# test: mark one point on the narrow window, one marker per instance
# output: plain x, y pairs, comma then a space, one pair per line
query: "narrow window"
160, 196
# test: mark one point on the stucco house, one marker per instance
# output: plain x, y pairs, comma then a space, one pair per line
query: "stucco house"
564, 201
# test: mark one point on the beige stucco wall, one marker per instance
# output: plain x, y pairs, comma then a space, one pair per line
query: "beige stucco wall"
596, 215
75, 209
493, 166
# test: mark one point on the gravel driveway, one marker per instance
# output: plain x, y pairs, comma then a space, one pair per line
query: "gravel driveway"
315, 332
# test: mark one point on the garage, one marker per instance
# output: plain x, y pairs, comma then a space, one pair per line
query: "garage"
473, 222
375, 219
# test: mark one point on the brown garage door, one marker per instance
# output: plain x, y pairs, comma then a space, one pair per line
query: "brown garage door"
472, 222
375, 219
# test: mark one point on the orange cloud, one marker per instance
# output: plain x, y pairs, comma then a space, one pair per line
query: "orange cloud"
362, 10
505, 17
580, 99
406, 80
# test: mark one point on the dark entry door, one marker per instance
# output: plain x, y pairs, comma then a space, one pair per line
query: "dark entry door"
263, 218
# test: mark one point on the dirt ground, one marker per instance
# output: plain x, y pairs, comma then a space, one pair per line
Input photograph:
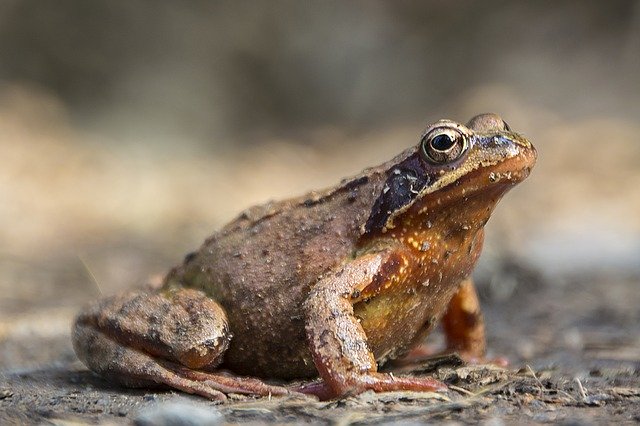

TO DO: Can you copy out every line of the material above word for word, leaving out the picture?

EXERCISE SOLUTION:
# test: mark one point on the narrow window, one marker per instance
# output: plain x, y pairs, comma then a space, one pair per line
query: "narrow window"
160, 196
# test: mark one point on the stucco house, one marker per instance
# output: plain x, y pairs, comma then a space, one pair per line
query: "stucco house"
564, 201
# test: mark one point on the beige stucco wall, one marker per instance
# output: plain x, y pairs, comma then a space, one pair per line
query: "beige stucco wall"
596, 215
75, 209
493, 166
# test: mark one point on the gravel driveway, one marker per instance
# output: plain x, y pairs, comma then a space, one pair per line
query: "gravel driveway"
315, 332
# test: mark one point on the garage, one marker per instance
# output: plain x, y pairs, comma then a space, one pair per line
query: "garage"
473, 222
375, 219
# test: mark one point on the brown garage door, one marker per instance
# output: plain x, y pairs, comma then a space, one pair per line
query: "brown garage door"
472, 222
375, 219
# test: mark one point on the orange cloud, one marker per instance
# output: plain x, y pairs, comma then a space, one pair per line
query: "orange cloud"
362, 10
505, 17
580, 99
406, 80
# test: mark one point on the dark entry door, one marker per instance
# output: plain x, y pairs, comma then a space, one pair per line
query: "dark entry door"
263, 218
# test: mark one point on the dirt ground, one marker per instance
# output: plain x, y pairs, comma then a space, one pair per line
Input photograph:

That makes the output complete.